Stated task: Reproduce verbatim the portion of the passage below about the newspaper's honorees, from "Scoppe, a two-time" up to and including "the next decade.".
**** Passage given
Scoppe, a two-time Gonzales award winner, joined The State in 1986 after beginning her newspaper career at The News & Observer in Raleigh and The Fayettville Observer. She reported on crime and general assignments for her first two years before covering the state Legislature and, briefly, federal courts over the next decade.
Scoppe joined The State’s editorial board in 1998. As associate editor, she selects and edits content on the paper’s Opinion pages. In addition to editing, Scoppe pens first-person columns and staff editorials, frequently advocating for legislative action such as, in the past year, the momentous removal of the Confederate battle flag from the State House grounds.
“I love seeing interesting or important things that other people don’t see – in legislation, in procedural maneuvering at the State House, in audits and policy studies, in lawsuits and court opinions – and then explaining those things to our readers,” Scoppe said. “As an editorial writer, I have two primary goals: to help our readers understand their government and come to well-informed opinions about that government, and to help make South Carolina a better state.”
Walsh is approaching his two-year anniversary at The State after previously working at The Item in Sumter and The Index-Journal of Greenwood.
His role as video editor has advanced the newspaper and its journalists into a new era of digital storytelling. Under his guidance, The State has become a leader among The McClatchy Company’s ambitious video initiatives.
“My favorite part about the job is seeing one of our photographers or reporters make a video that nails the story. I love being teamed up with a reporter, another photographer or an editor to visually tell a story that impacts the community,” Walsh said. “I don’t deserve the Hampton Award. My success is tied to the journalists, visual journalists and editors here who have taken on video as a new medium through which to deliver the news to our community. I am so proud of the way they have embraced the medium.”
Scoppe and Walsh will be honored at a reception Wednesday, along with this year’s inductee into The State-Columbia Record Hall of Fame, Doug Nye. Nye was a sports editor for the Columbia Record and a TV/entertainment editor for The State until his retirement in 2004. He died in June 2011.
********
**** Stored data
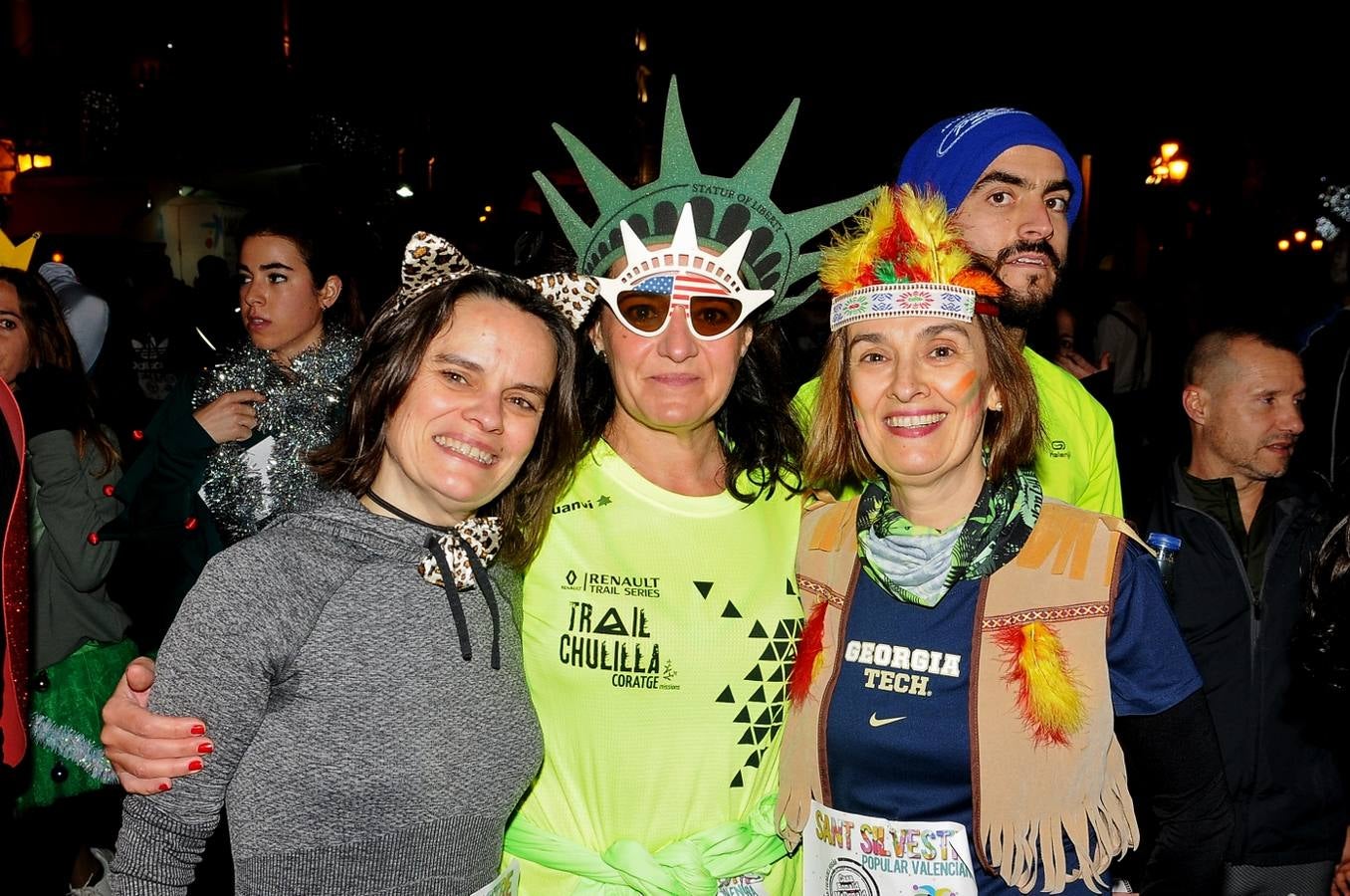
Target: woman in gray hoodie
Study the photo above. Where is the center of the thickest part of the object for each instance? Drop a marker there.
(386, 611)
********
**** Stored data
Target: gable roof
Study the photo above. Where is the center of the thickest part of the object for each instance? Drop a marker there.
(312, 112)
********
Solution for this problem:
Scoppe, a two-time Gonzales award winner, joined The State in 1986 after beginning her newspaper career at The News & Observer in Raleigh and The Fayettville Observer. She reported on crime and general assignments for her first two years before covering the state Legislature and, briefly, federal courts over the next decade.